_ACTIVITY A_
According to the article on cat drooling, what is the medical term for drooling?
_ACTIVITY B_
Continue the article on cat drooling from the point where it stops, in the same style.

Why Does My Cat Dribble?

This is quite a common question. The causes are listed here – there are many. This means you’ll more or less have to take her to a vet because diagnosing the medical causes of drooling requires skill and knowledge. Alternative but similar questions are:

  • Why does my cat have a lot of saliva all of a sudden?
  • Why does my cat dribble when I stroke her?
  • Why does my cat drool?
  • Dribbling without purring?

Cat Drooling

I’ll cover all the reasons for drooling or dribbling below. In medical parlance, drooling is hypersalivation.

Non-medical reasons

Healthy cats don’t drool except perhaps under these conditions:

  • When about to be given a nasty medicine or injection (psychological).
  • When purring and relaxed. Is this a kitten reflex response? Cats will purr when stroked. Stroking is like being licked by mother cat. This happens when newborns are suckling. This may stimulate salivation.

These are the medical reasons. Some will be rare:

  1. Electric shock causing burns to the lips and mouth.
  2. Heat stress and heat stroke.
  3. Drug poisoning (wrong drugs administered or an excess of the correct drugs).
  4. Poisoning from substances such as strychnine. There may be accompanying seizures. See a complete list of page about toxicity and cats.

_GIVEN RECORDS_
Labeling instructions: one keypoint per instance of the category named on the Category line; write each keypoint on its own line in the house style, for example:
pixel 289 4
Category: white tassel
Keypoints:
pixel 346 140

_RESPONSE BOX A_
Hypersalivation.

_RESPONSE BOX B_
  5. Poisoning from toads. There are poisonous toads in the USA: Colorado River toad (Southwest and Hawaii) and the marine toad (Florida).
  6. Salamander poisoning. This is the California newt (California).
  7. A sting or bite. Insects sting and snakes bite. There are four poisonous snakes in the USA – see cat snake bites.
  8. Poisoned by a toxic plant.
  9. Respiratory infection due to calicivirus leading to mouth ulcers (called stomatitis).
  10. Rabies.
  11. Insecticides for flea control as these are toxic.
  12. Foreign object in the mouth, tongue or throat.
  13. Gum disease (periodontal disease). See Oriental cats and gum disease.
  14. Severe inflammation of mouth and gums due to feline gingivitis stomatitis.
  15. Growth on the gums and mouth (cancer).
  16. Inflammation of the tongue due to underlying infection or injury.
  17. Stomatitis – means inflamed and sore mouth.
  18. Disease of the esophagus (the gullet).
  19. Sore throat or tonsillitis.
  20. Motion sickness due to travelling.
  21. Liver failure. Another sign is jaundice (yellowing of membranes and skin).
  22. Nutrients not processed by liver caused by a “portosystemic shunt”. Effect is similar to liver failure.
  23. Paralysis of facial muscles due to a disorder involving the facial nerves.
  24. Milk fever (eclampsia) in nursing mother cat. This is due to low calcium levels in blood serum.
  25. Aspirin. One aspirin per day for a few days can cause salivation and staggered walking plus vomiting. Feline pain relief.
  26. Intestinal parasites (with nausea).
  27. Inflammatory bowel disease.

The most common cause is probably mouth disease.

It almost goes without saying that if your cat is drooling for no apparent reason, the best course of action is to book a veterinary appointment as soon as possible.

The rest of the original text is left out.